## BEGIN

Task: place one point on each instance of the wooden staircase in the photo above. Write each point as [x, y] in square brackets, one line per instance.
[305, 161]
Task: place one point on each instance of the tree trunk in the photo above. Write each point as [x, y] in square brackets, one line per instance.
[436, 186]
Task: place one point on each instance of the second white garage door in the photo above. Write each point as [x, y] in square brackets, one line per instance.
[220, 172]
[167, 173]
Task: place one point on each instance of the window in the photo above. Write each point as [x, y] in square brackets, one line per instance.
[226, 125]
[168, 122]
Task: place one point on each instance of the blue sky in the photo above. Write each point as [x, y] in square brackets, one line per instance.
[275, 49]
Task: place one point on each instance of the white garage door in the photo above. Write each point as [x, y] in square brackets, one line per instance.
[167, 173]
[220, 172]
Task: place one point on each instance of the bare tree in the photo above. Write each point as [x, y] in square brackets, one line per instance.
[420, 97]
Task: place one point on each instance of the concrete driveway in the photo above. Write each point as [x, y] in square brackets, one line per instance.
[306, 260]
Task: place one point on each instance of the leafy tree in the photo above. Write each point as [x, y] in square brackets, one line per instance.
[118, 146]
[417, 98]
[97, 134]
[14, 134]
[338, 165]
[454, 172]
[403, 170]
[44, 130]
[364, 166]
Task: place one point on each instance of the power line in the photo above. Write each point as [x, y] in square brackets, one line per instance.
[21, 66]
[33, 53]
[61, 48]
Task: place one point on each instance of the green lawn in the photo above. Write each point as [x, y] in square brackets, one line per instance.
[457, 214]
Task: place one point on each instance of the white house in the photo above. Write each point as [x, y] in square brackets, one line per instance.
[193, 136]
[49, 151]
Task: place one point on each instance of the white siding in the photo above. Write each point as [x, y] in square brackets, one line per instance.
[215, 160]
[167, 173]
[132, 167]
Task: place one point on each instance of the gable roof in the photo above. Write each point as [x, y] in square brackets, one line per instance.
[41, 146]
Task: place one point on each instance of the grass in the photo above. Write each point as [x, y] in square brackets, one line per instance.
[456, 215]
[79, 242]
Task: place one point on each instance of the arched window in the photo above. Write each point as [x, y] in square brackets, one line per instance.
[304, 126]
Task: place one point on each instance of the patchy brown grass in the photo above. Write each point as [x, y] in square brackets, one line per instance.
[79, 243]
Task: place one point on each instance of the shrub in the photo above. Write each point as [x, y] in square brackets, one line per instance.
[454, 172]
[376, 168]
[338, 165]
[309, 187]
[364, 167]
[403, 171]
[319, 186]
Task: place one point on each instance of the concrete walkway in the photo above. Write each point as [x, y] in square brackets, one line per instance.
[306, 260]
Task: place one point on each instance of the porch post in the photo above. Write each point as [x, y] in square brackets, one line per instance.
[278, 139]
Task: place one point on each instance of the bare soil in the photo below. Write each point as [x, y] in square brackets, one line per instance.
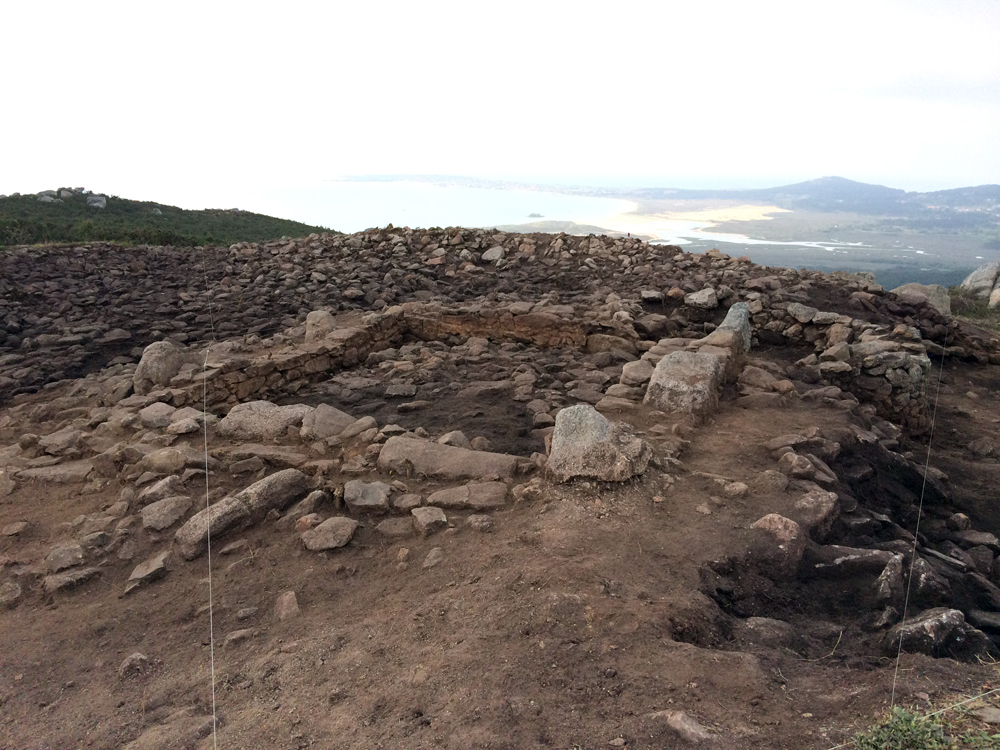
[570, 625]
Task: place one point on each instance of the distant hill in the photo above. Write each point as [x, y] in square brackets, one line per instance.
[840, 194]
[968, 208]
[75, 215]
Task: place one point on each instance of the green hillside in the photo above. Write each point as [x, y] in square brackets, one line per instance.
[65, 216]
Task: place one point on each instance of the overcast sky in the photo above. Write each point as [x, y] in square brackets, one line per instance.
[179, 102]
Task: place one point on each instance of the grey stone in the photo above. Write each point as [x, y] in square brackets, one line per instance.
[934, 294]
[816, 511]
[767, 632]
[401, 390]
[938, 632]
[245, 507]
[260, 420]
[479, 522]
[160, 362]
[981, 281]
[840, 562]
[157, 415]
[64, 473]
[586, 444]
[407, 501]
[133, 664]
[65, 556]
[434, 557]
[480, 496]
[410, 456]
[706, 299]
[685, 382]
[325, 421]
[738, 319]
[787, 544]
[146, 572]
[890, 588]
[635, 373]
[163, 488]
[319, 323]
[165, 513]
[494, 254]
[332, 533]
[456, 438]
[60, 442]
[286, 606]
[68, 579]
[427, 520]
[687, 728]
[10, 595]
[366, 497]
[395, 528]
[13, 529]
[802, 313]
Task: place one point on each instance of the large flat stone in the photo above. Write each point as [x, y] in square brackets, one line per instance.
[332, 533]
[245, 507]
[686, 383]
[480, 496]
[67, 580]
[260, 420]
[325, 421]
[410, 456]
[165, 513]
[981, 281]
[586, 444]
[65, 473]
[366, 497]
[146, 572]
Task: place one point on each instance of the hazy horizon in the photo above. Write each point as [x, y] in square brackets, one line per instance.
[144, 102]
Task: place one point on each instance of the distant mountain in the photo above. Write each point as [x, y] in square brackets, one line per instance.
[840, 194]
[76, 215]
[961, 208]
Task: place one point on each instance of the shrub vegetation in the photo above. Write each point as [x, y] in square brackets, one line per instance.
[25, 220]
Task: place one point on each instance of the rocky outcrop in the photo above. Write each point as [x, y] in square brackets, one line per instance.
[408, 456]
[981, 282]
[247, 506]
[586, 444]
[934, 295]
[685, 383]
[160, 362]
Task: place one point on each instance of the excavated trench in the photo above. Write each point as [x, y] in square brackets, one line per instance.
[828, 608]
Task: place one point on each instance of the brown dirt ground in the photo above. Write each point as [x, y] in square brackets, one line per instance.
[566, 627]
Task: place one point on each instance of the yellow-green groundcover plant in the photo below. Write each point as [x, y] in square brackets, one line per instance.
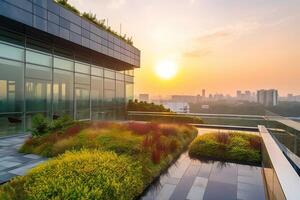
[85, 174]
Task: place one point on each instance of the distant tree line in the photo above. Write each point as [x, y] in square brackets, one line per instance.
[144, 106]
[222, 107]
[287, 109]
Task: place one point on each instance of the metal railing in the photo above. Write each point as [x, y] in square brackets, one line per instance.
[282, 181]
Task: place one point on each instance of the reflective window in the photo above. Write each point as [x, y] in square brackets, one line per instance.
[129, 78]
[109, 96]
[38, 72]
[82, 102]
[11, 86]
[129, 91]
[11, 52]
[38, 58]
[109, 84]
[119, 76]
[109, 74]
[82, 79]
[63, 64]
[82, 68]
[38, 96]
[120, 92]
[95, 71]
[96, 93]
[63, 92]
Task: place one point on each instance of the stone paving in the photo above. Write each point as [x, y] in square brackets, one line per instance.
[189, 179]
[13, 163]
[194, 180]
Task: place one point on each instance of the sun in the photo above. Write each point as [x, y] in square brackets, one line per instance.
[166, 69]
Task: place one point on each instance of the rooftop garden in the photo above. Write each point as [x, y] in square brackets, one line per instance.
[168, 116]
[97, 160]
[230, 147]
[146, 107]
[93, 18]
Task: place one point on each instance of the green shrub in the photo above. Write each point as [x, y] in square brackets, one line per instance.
[82, 175]
[149, 153]
[231, 147]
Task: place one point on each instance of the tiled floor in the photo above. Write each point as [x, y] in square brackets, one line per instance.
[13, 163]
[194, 180]
[189, 179]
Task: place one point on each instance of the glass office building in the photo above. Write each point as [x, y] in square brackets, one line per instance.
[54, 62]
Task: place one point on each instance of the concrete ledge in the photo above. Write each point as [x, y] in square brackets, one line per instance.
[276, 165]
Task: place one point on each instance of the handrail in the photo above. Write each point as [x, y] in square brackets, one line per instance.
[198, 114]
[288, 179]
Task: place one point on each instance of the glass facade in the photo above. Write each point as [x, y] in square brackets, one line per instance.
[35, 81]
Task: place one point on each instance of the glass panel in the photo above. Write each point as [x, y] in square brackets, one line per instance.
[129, 72]
[38, 58]
[63, 64]
[120, 76]
[109, 96]
[109, 74]
[10, 52]
[109, 84]
[129, 91]
[82, 79]
[11, 86]
[82, 102]
[129, 78]
[82, 68]
[38, 96]
[11, 124]
[38, 72]
[97, 71]
[97, 92]
[120, 92]
[63, 92]
[97, 97]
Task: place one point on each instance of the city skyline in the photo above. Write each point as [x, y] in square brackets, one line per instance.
[215, 44]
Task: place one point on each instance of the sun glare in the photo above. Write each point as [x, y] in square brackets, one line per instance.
[166, 69]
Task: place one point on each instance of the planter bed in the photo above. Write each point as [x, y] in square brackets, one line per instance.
[230, 147]
[96, 160]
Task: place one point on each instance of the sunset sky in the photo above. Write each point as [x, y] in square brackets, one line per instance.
[219, 45]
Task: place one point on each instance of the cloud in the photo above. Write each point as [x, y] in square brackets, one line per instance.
[206, 43]
[196, 53]
[213, 36]
[116, 3]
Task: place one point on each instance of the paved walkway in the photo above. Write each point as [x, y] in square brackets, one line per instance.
[13, 163]
[195, 180]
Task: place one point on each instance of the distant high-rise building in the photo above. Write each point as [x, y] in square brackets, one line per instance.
[203, 93]
[238, 94]
[267, 97]
[144, 97]
[179, 107]
[184, 98]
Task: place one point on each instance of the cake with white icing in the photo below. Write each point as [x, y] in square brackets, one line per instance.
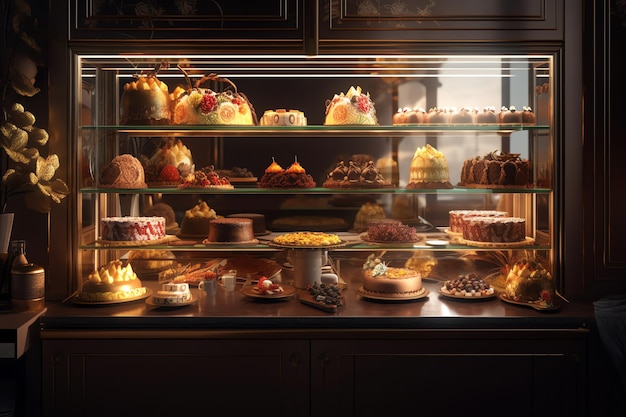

## END

DESCRIPTION OF THE TASK:
Beginning with the line that holds "Task: place one point on each instance of the glass facade", extract every line to the end of the material, exactly as it stands, and drop the pictures.

FULL OUTPUT:
Task: place one point on each instance of the glass facade in the photo above. Write each point as [x, y] in square brackets, one line per instance.
[35, 81]
Task: place one point on each instance of the glass panel in the photo above. Write each point as [x, y] in square brackets, one line per instance.
[129, 72]
[38, 58]
[63, 64]
[120, 76]
[109, 96]
[109, 74]
[10, 52]
[109, 84]
[129, 91]
[82, 79]
[11, 86]
[82, 102]
[129, 78]
[82, 68]
[38, 96]
[11, 124]
[38, 72]
[97, 71]
[97, 92]
[120, 92]
[63, 92]
[97, 97]
Task: place one point on each instance of the city skyline in the photo above. Write each point as [x, y] in square brackets, one line per instance.
[215, 44]
Task: place one point on each instance of the sun glare in the photo above. Write each point as [x, y] in square brackets, one line per instance.
[166, 69]
Task: place one point on each instance of the planter bed in the photo above. Write each point as [x, y] in square brackets, one line per instance.
[230, 147]
[96, 160]
Task: place one point on each instance of the sunset sky in the photo above. Write each point as [x, y] in square brackets, one line per instance.
[219, 45]
Task: place one point on each instance of the cloud in the photo above. Write each point as [x, y] in square brackets, one line per instance.
[206, 43]
[196, 53]
[213, 36]
[116, 3]
Task: place one point on each instance of the paved walkway in the photo above. Write each point as [x, y] in square brackets, one line per instance.
[13, 163]
[195, 180]
Task: place one point on each instance of the distant high-rise building in the photo above. Write each point as [x, y] in square brackets, one line per instance.
[203, 93]
[238, 94]
[267, 97]
[144, 97]
[179, 107]
[184, 98]
Task: place one point on each instance of the cake with white icing in the photo below. Write each point as [x, y] in square brackets, one line per instance.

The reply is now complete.